## start SUPPLIED INFORMATION

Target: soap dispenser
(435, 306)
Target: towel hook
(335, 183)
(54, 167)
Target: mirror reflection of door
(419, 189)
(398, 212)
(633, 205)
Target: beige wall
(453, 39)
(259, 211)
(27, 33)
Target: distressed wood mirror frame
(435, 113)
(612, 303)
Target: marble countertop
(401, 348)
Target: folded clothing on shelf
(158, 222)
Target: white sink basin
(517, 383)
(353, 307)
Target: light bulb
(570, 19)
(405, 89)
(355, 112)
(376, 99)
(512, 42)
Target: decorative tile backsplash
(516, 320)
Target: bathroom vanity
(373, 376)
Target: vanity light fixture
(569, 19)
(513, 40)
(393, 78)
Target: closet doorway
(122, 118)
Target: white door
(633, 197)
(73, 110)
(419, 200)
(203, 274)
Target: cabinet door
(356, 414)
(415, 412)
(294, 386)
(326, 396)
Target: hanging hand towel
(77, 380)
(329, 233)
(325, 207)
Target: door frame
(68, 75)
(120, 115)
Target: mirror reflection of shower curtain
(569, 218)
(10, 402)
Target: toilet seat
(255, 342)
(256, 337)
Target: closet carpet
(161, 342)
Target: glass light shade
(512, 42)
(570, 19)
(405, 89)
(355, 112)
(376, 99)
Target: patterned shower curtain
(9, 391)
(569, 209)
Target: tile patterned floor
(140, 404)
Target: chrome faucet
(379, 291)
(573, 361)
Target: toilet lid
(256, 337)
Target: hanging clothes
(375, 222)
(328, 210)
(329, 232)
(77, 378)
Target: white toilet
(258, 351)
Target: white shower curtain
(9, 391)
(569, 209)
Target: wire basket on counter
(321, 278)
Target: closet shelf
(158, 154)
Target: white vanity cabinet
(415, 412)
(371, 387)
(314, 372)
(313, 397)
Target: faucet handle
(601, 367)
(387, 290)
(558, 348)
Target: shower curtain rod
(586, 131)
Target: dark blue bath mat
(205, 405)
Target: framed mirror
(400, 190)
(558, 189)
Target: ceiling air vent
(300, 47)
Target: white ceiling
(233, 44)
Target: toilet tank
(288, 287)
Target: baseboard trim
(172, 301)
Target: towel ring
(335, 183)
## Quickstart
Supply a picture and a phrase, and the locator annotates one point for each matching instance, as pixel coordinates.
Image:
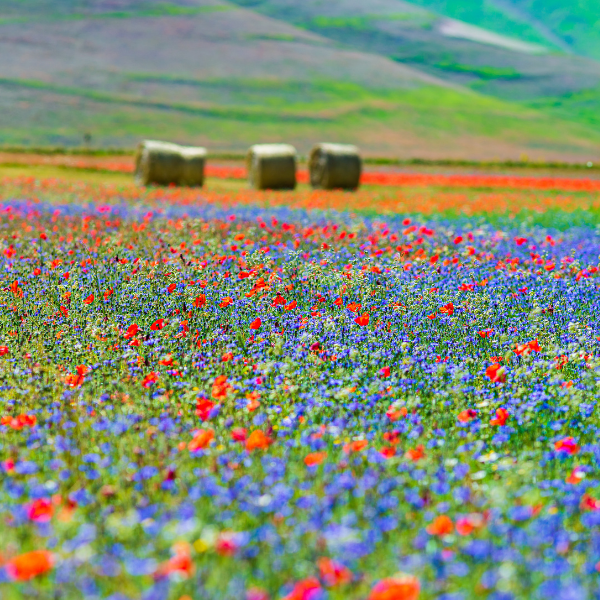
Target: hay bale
(162, 163)
(272, 166)
(335, 166)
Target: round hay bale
(163, 163)
(335, 166)
(272, 166)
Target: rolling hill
(397, 78)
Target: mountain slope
(227, 76)
(567, 25)
(454, 51)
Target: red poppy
(239, 434)
(567, 445)
(355, 446)
(201, 439)
(363, 320)
(393, 413)
(157, 325)
(181, 563)
(333, 573)
(415, 454)
(150, 379)
(40, 510)
(200, 301)
(131, 331)
(501, 417)
(203, 408)
(441, 525)
(307, 589)
(399, 587)
(220, 387)
(314, 458)
(496, 373)
(447, 309)
(467, 415)
(258, 440)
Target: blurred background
(455, 79)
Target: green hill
(396, 78)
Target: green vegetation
(560, 24)
(434, 117)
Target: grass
(434, 121)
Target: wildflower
(466, 525)
(255, 593)
(501, 417)
(393, 413)
(307, 589)
(239, 434)
(355, 446)
(589, 503)
(150, 379)
(388, 452)
(467, 415)
(363, 320)
(131, 331)
(29, 565)
(225, 544)
(415, 454)
(157, 325)
(567, 445)
(181, 563)
(40, 510)
(201, 439)
(576, 476)
(447, 309)
(77, 378)
(496, 373)
(257, 440)
(527, 348)
(399, 587)
(333, 573)
(441, 525)
(314, 458)
(203, 408)
(220, 388)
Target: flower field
(225, 394)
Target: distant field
(551, 198)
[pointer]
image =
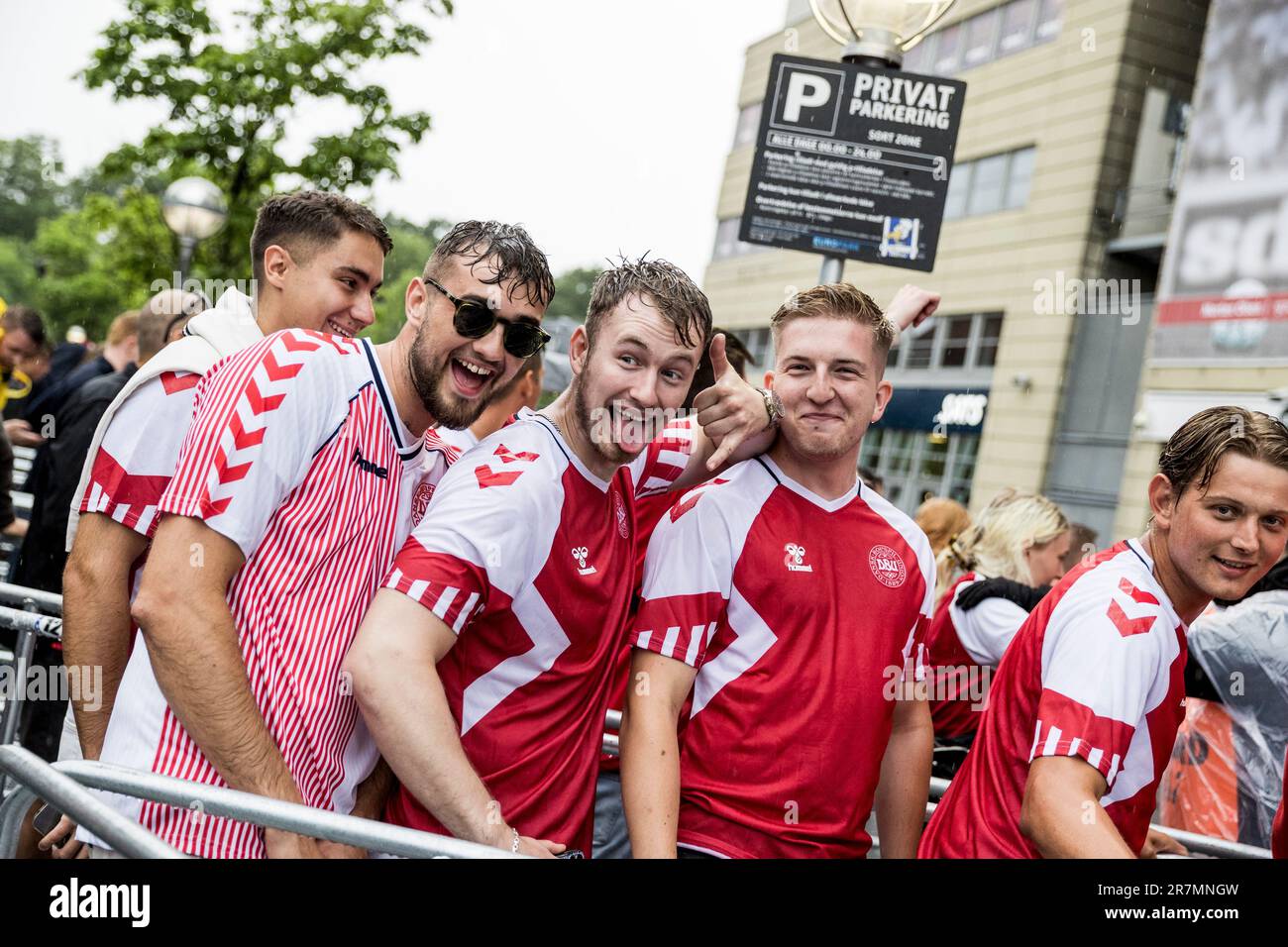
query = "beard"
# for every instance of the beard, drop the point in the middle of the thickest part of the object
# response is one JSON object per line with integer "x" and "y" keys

## end SUPPLIED INFORMATION

Quote every record above exactly, omitting any pictures they contain.

Target: soap dispenser
(435, 306)
Target: towel hook
(335, 183)
(54, 167)
Target: mirror reflection of door
(419, 189)
(398, 212)
(633, 205)
Target: beige wall
(453, 39)
(259, 211)
(27, 33)
Target: distressed wood mirror frame
(435, 113)
(612, 303)
Target: marble countertop
(401, 348)
Target: folded clothing on shelf
(158, 222)
Target: white sink basin
(517, 383)
(353, 307)
Target: light bulb
(570, 19)
(405, 89)
(355, 112)
(376, 99)
(512, 42)
Target: decorative tile backsplash
(516, 320)
Target: bathroom vanity
(373, 376)
Target: vanity light fixture
(569, 19)
(513, 40)
(393, 78)
Target: closet doorway
(122, 118)
Target: white door
(633, 197)
(73, 110)
(419, 200)
(203, 274)
Target: cabinet door
(356, 414)
(415, 412)
(294, 386)
(326, 396)
Target: hanging hand towel
(77, 380)
(329, 233)
(325, 207)
Target: door frame
(68, 75)
(120, 115)
Target: mirror reflection of shower curtain
(569, 218)
(10, 402)
Target: toilet seat
(255, 342)
(256, 337)
Target: closet carpet
(161, 342)
Target: glass light shade
(512, 42)
(570, 19)
(405, 89)
(355, 112)
(376, 99)
Target: patterned shower curtain
(9, 391)
(569, 209)
Target: tile patterned floor
(140, 404)
Target: chrome faucet
(379, 291)
(573, 361)
Target: toilet lid
(256, 337)
Target: hanging clothes
(375, 222)
(328, 210)
(329, 232)
(77, 378)
Target: white toilet
(258, 351)
Target: white shower curtain
(9, 391)
(569, 209)
Target: wire basket on counter
(321, 278)
Target: closet shelf
(158, 154)
Target: white vanity cabinet
(415, 412)
(371, 387)
(314, 372)
(313, 397)
Target: faucet handle
(601, 367)
(387, 290)
(558, 348)
Target: shower curtain rod
(586, 131)
Target: dark blue bath mat
(205, 405)
Target: framed mirror
(400, 190)
(558, 189)
Target: ceiling air vent
(300, 47)
Target: white ceiling
(233, 44)
Target: toilet tank
(288, 287)
Target: baseboard trim
(172, 301)
Target: towel ring
(335, 183)
## Quickstart
Supply a picture and a phrase, and the locator annotates one point for each matching instance, as pixel coordinates.
Image:
Target: hay bale
(162, 163)
(272, 166)
(335, 166)
Target: round hay bale
(163, 163)
(335, 166)
(272, 166)
Target: rolling hill
(397, 78)
Target: mountain slope
(227, 76)
(567, 25)
(454, 51)
Target: red poppy
(239, 434)
(567, 445)
(355, 446)
(201, 439)
(363, 320)
(393, 413)
(157, 325)
(181, 563)
(333, 573)
(415, 454)
(150, 379)
(40, 510)
(200, 301)
(131, 331)
(501, 417)
(203, 408)
(441, 525)
(307, 589)
(399, 587)
(220, 387)
(314, 458)
(496, 373)
(447, 309)
(467, 415)
(258, 440)
Target: blurred background
(455, 79)
Target: green hill
(396, 78)
Target: green vegetation
(560, 24)
(434, 117)
Target: grass
(434, 121)
Target: wildflower
(466, 525)
(255, 593)
(501, 417)
(393, 413)
(307, 589)
(239, 434)
(355, 446)
(589, 503)
(150, 379)
(388, 452)
(467, 415)
(363, 320)
(131, 331)
(29, 565)
(225, 544)
(415, 454)
(157, 325)
(567, 445)
(181, 563)
(40, 510)
(201, 439)
(576, 476)
(447, 309)
(77, 378)
(496, 373)
(257, 440)
(527, 348)
(399, 587)
(333, 573)
(441, 525)
(314, 458)
(203, 408)
(220, 388)
Target: flower field
(225, 394)
Target: distant field
(551, 198)
[pointer]
image =
query = "beard"
# for every instance of the beard, drop the point in the middle of the thickest part of the object
# response is one JSON object per line with integer "x" and "y" keys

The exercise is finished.